Stated goal: Reproduce every one of the records below verbatim, line for line.

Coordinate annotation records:
━━━━━━
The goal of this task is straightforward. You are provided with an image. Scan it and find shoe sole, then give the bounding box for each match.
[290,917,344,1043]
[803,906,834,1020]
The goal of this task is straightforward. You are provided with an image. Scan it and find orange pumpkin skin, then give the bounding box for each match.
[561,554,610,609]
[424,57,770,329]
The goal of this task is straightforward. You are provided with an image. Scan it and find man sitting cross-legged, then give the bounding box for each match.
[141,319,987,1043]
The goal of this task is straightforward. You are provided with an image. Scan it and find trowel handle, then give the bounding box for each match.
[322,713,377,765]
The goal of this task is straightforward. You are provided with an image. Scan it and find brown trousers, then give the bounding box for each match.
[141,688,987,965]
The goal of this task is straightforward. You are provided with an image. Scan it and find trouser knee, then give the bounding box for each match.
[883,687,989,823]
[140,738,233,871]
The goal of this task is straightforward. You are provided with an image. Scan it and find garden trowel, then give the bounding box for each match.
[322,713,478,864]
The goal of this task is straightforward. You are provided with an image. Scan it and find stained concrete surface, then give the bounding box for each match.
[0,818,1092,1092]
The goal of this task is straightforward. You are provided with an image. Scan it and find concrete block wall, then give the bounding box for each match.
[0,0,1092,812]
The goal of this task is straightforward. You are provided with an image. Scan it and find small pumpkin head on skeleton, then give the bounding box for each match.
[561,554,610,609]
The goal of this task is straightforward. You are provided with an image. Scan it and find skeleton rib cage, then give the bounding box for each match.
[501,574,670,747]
━━━━━━
Output of the exercise:
The goal of this task is straightforward. You are provided with an image. Scan it and find shoe sole, then give the bounding box for each match.
[290,917,344,1043]
[803,906,834,1020]
The goal of this task is straightforward. You are provided with an image. Scan it and find orange pumpkin skin, then give the bounding box for each match.
[561,554,610,609]
[424,57,770,329]
The goal of this task is straightforward. You are provided with an image. Scan it and find man sitting cross-legged, then give the bounding box for each match.
[141,319,987,1043]
The goal of this task is straightforward. You are provided with an image. Scan it and find trowel handle, then give the bounding box for each match.
[322,713,377,765]
The goal of this task is straightforward. You are provided with an image. Scan it and find brown trousers, then give the bounding box for each match.
[141,688,987,965]
The goal of this task is straightforward. You are provided with an image. Scan it and find trouser knee, then give the bounding box for each match.
[883,687,989,823]
[140,738,233,871]
The goal of this task is straightforward. You are provided with an image. Scan it and find garden trowel, then give the bounding box for each match.
[322,713,478,864]
The goal of this task is straightforward. You are provided with an image. Scan it and find stained concrete surface, then give the bounding box for each match.
[0,818,1092,1092]
The goal of this task is straightforward. You are provided with an image. Scan it and find concrete block wall, then give the bounding box for each match.
[0,0,1092,812]
The goal of this task is straightforward. You are provided with an image. Scan it and find small pumpkin head on skeleton, then give the bounding box for each match.
[561,554,610,609]
The goal of this task is straightforward. You are provided with an image. Scan it and find skeleton rib cage, then give the bounding box for each match.
[501,574,670,747]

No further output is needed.